Given task: Will you write out all the entries below exactly?

Material for the task:
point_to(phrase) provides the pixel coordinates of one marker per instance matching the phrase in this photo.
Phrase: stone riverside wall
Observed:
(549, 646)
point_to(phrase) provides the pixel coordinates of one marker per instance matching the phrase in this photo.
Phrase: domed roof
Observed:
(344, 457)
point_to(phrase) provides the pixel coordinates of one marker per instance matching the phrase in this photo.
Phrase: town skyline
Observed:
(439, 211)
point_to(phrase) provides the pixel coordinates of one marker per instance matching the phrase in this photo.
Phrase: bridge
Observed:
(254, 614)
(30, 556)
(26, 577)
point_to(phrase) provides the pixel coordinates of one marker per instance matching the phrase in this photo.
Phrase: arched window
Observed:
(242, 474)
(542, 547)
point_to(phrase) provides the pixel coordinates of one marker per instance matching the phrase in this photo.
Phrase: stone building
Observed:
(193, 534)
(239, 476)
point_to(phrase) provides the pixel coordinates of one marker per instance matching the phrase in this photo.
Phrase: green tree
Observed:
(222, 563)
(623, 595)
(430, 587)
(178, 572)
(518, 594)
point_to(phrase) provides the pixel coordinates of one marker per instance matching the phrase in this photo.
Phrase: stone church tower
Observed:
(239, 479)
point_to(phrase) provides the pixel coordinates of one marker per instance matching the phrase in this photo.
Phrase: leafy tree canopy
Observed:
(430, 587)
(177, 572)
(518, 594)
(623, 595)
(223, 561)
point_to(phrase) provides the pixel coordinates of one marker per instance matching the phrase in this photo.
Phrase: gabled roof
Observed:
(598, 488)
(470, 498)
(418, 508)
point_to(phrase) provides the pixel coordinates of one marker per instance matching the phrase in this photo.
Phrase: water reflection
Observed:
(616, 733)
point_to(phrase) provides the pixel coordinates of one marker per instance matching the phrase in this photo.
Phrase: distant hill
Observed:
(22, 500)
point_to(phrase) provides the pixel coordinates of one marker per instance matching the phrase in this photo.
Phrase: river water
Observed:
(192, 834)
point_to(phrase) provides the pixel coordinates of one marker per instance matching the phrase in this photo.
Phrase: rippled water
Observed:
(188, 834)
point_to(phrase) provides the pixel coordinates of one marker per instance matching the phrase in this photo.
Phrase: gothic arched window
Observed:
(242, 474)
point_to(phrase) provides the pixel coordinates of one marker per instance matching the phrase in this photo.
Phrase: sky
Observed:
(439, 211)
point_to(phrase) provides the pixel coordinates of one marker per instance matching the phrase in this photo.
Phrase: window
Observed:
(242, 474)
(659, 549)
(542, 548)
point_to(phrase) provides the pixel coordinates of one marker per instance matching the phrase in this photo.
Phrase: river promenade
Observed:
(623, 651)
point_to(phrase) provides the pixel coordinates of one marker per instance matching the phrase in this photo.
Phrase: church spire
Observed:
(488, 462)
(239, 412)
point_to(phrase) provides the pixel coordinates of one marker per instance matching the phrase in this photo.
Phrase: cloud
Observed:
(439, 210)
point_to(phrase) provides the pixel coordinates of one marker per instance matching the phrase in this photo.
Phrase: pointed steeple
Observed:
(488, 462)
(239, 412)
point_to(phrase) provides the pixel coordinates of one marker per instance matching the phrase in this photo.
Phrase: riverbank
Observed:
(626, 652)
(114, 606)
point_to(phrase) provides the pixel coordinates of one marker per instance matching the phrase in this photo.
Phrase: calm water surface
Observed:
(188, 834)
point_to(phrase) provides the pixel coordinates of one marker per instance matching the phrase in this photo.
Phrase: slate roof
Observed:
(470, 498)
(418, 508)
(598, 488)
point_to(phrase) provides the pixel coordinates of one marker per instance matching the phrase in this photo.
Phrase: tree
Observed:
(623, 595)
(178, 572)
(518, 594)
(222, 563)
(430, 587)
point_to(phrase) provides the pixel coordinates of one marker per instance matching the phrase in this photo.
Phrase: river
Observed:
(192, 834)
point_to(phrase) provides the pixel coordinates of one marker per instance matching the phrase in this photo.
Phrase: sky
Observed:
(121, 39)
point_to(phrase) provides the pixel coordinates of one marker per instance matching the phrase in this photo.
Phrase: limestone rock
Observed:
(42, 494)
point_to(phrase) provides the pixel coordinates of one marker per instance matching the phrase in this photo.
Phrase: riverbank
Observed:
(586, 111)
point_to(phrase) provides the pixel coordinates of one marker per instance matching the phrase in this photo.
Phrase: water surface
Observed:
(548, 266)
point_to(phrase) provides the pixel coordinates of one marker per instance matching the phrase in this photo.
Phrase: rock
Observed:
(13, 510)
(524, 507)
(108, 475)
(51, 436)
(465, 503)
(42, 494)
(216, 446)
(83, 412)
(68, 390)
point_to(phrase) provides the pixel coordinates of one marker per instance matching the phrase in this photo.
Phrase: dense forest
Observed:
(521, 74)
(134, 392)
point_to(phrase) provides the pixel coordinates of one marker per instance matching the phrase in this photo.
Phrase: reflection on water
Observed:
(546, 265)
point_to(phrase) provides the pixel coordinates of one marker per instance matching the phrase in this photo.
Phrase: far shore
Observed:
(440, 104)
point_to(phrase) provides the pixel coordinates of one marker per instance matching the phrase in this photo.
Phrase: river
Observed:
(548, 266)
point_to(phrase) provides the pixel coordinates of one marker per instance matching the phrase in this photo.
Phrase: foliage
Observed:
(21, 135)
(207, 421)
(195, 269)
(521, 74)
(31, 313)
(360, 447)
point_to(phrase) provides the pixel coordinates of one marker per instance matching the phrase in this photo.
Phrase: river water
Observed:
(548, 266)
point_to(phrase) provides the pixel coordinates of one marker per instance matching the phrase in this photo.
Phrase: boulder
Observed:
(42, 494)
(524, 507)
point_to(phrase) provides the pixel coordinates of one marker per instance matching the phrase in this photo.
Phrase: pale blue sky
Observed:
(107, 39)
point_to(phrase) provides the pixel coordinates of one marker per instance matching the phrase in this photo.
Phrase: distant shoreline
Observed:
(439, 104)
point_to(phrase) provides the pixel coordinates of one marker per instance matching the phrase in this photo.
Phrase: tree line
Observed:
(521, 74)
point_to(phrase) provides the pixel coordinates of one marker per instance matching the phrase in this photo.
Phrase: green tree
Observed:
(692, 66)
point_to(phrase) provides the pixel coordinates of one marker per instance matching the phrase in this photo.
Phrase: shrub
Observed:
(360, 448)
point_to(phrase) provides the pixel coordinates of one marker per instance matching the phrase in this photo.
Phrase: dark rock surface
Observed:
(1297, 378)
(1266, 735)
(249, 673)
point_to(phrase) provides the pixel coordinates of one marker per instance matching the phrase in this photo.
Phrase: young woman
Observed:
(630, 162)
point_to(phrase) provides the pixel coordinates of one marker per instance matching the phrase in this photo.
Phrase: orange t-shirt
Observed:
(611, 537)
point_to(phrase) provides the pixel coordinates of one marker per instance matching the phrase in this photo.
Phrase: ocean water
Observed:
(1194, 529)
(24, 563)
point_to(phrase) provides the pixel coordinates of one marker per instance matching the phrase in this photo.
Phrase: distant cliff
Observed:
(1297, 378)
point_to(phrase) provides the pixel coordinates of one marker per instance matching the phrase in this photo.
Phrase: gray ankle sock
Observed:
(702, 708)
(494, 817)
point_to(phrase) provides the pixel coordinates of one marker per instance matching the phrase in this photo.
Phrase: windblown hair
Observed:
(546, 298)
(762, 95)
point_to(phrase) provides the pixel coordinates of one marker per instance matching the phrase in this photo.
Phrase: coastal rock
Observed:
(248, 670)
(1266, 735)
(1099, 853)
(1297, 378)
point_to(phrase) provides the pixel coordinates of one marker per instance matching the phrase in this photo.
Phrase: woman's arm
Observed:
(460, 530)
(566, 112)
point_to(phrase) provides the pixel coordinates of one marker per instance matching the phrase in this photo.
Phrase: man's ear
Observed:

Correct response:
point_to(phrase) provides the pixel coordinates of one marker per instance matching the phrase in this photo.
Phrase: stone riverside wall
Observed:
(549, 646)
point_to(phrase) provides the pixel coordinates of one marker per instance matching the phrase in this photo.
Phrase: domed roof
Observed:
(344, 457)
point_to(phrase) provides the pixel coordinates of one marker per instance matching the phrase in this photo.
Phrase: town skyline
Observed:
(439, 211)
point_to(phrase) provides the pixel coordinates of one marker per instance matching the phrase in this photo.
Phrase: bridge
Observed:
(254, 614)
(30, 556)
(26, 577)
point_to(phrase) provides the pixel coordinates of one marker per instance matching the phrase in this photo.
Phrase: arched window
Observed:
(242, 474)
(542, 547)
point_to(phrase) provides the pixel coordinates of one marker per instance matching the phrase in this photo.
Phrase: stone building
Observed:
(193, 534)
(239, 476)
point_to(phrase) provides the pixel coordinates of one marker per instance matching the phrase in this photo.
Phrase: green tree
Observed:
(222, 563)
(623, 595)
(430, 587)
(178, 572)
(518, 594)
point_to(phrase) provides the pixel coordinates of one marker per instance matching the phrase in this photo.
Phrase: stone church tower
Observed:
(239, 479)
point_to(phrase) provides the pixel coordinates of one marker per instance matching the phrase in this photo.
Phrase: leafy tree canopy
Observed:
(430, 587)
(177, 572)
(518, 594)
(623, 595)
(223, 561)
point_to(phrase) provides the pixel coordinates of one marker per instance matching the phrase in this photo.
Phrase: gabled roof
Observed:
(598, 488)
(470, 498)
(418, 508)
point_to(phrase) provides the pixel coordinates of one marker per instance matching the phrase in this photo.
Phrase: water reflection
Observed:
(616, 733)
point_to(phrase) provides the pixel coordinates of one marker per instance matching the phrase in this photo.
Phrase: distant hill
Observed:
(22, 500)
point_to(phrase) provides the pixel coordinates of one marker per instance matching the phrase in this photo.
Phrase: river water
Observed:
(192, 834)
point_to(phrase) provides the pixel coordinates of one marker per instance matching the phrase in this photo.
Phrase: rippled water
Observed:
(188, 834)
point_to(phrase) provides the pixel coordinates of one marker per instance matching the phrase in this photo.
Phrase: gothic arched window
Observed:
(242, 474)
point_to(phrase) provides the pixel coordinates of one marker per instance matching the phrase in this photo.
Phrase: sky
Observed:
(439, 211)
point_to(phrase) provides the pixel coordinates of one marker per instance matching the phrase in this photo.
Phrase: window
Observed:
(242, 474)
(659, 549)
(542, 548)
point_to(phrase) provides the pixel coordinates of one marker per instance matching the phrase in this photo.
Phrase: river promenade
Observed:
(623, 651)
point_to(phrase) provides the pixel coordinates of one marker per instance matching the phrase in this photo.
Phrase: church spire
Observed:
(488, 462)
(239, 412)
point_to(phrase) provides the pixel coordinates of one marker per instance matching the phrase in this photo.
Phrase: cloud
Observed:
(439, 210)
point_to(phrase) provides the pixel coordinates of one marker per instance matching the phrase in this photo.
Phrase: pointed steeple
Observed:
(488, 462)
(239, 412)
point_to(phrase) provides the pixel coordinates of one marker per instance matching the phrase in this photo.
Phrase: riverbank
Observed:
(626, 652)
(114, 606)
point_to(phrase) provides the pixel coordinates of one marker per instance matching the phrase in this photo.
Phrase: calm water surface
Observed:
(188, 834)
point_to(phrase) provides the pixel coordinates of one marker per instance matching the phrase in this photo.
Phrase: slate roof
Observed:
(470, 498)
(418, 508)
(598, 488)
point_to(phrase) provides the pixel coordinates of one marker per instance matching the phrase in this photo.
Phrase: tree
Observed:
(623, 595)
(178, 572)
(518, 594)
(222, 563)
(430, 587)
point_to(phrase) provides the pixel coordinates of one marker per instance matching the phrase in this photo.
Phrase: river
Observed:
(192, 834)
point_to(phrase) provides the pixel coordinates of one marker per instance matching the phrase in this photo.
Phrase: sky
Observed:
(121, 39)
point_to(phrase) provides the pixel coordinates of one marker per instance matching the phrase in this photo.
Phrase: limestone rock
Observed:
(42, 494)
point_to(phrase) provides the pixel coordinates of one marker per instance matching the phrase in this photo.
Phrase: riverbank
Observed:
(586, 111)
point_to(phrase) provides the pixel coordinates of one marker per instance matching the phrase in this photo.
Phrase: water surface
Observed:
(548, 266)
point_to(phrase) provides the pixel coordinates of one marker per instance matching the phrase in this photo.
Phrase: rock
Observed:
(13, 510)
(524, 507)
(108, 475)
(51, 436)
(465, 503)
(42, 494)
(216, 446)
(83, 412)
(68, 390)
point_to(phrase) provides the pixel coordinates of one marker per instance matching the phrase in this photo.
Phrase: dense forest
Observed:
(521, 74)
(134, 392)
point_to(phrase) provides the pixel coordinates of one marker per instance matching the phrase in this photo.
Phrase: reflection on water
Observed:
(546, 265)
point_to(phrase) provides the pixel coordinates of one marker per instance matching the phrase in this photo.
Phrase: far shore
Observed:
(440, 104)
point_to(phrase) provides the pixel coordinates of one marker per instance matching the phrase in this photo.
Phrase: river
Observed:
(548, 266)
point_to(phrase) provides the pixel coordinates of one marker per instance matching the phrase in this photo.
Phrase: foliage
Observed:
(21, 135)
(207, 421)
(195, 269)
(521, 74)
(31, 313)
(360, 447)
point_to(phrase) provides the pixel coordinates of one marker per instance matching the phrase in this photo.
Phrase: river water
Observed:
(548, 266)
point_to(phrase) provides the pixel coordinates of one marker per instance matching the phrase in this photo.
Phrase: boulder
Observed:
(42, 494)
(524, 507)
point_to(phrase) provides the pixel coordinates of one marker per instance matching the phrase in this photo.
Phrase: pale blue sky
Observed:
(107, 39)
point_to(phrase) provides the pixel coordinates of one marker per instance matching the phrase in this photo.
Phrase: distant shoreline
Observed:
(439, 104)
point_to(phrase) provides the pixel coordinates of one marker per instance matching the phrase in this photo.
Phrase: tree line
Observed:
(521, 74)
point_to(phrase) provides the pixel coordinates of one marker per instance matching the phrase in this photo.
Phrase: green tree
Observed:
(692, 66)
point_to(phrase) provides the pixel coordinates of one marker per instance matching the phrase in this photo.
Phrase: shrub
Observed:
(360, 448)
point_to(phrase) provides the pixel coordinates of one marker per instance matching the phrase in this photo.
Phrase: dark rock surface
Observed:
(1297, 378)
(1266, 735)
(249, 673)
point_to(phrase) provides the pixel coordinates of one marker per instance matching the phrase in this photo.
Phrase: young woman
Observed:
(630, 162)
point_to(phrase) provides the pixel coordinates of one marker per instance matching the phrase in this photo.
Phrase: orange t-shirt
Observed:
(611, 537)
point_to(phrase) provides the pixel coordinates of one marker per instance matching the phrase in this photo.
Phrase: ocean water
Observed:
(1194, 529)
(24, 563)
point_to(phrase) provides the pixel coordinates of one marker per instance matching the phrase in this photo.
Phrase: distant cliff
Observed:
(1297, 378)
point_to(phrase) provides the pixel coordinates of one marker per instance matching the phrase in this photo.
Phrase: gray ankle sock
Observed:
(702, 708)
(494, 817)
point_to(phrase) provides the pixel coordinates of one marker per instance matching the phrase in this photo.
Phrase: windblown hair
Observed:
(546, 298)
(762, 95)
point_to(phrase) provides the pixel coordinates of one marker per instance matching the phrase in this photo.
Phrase: coastal rock
Observed:
(248, 670)
(1266, 735)
(1099, 853)
(1297, 378)
point_to(phrase) provides the pixel coordinates of one marker per instance matching the phrase in this photo.
Phrase: woman's arm
Observed:
(460, 530)
(566, 112)
point_to(phrase) provides the pixel coordinates of one marker per instance matching the phrase in this photo.
Phrase: man's ear
Observed:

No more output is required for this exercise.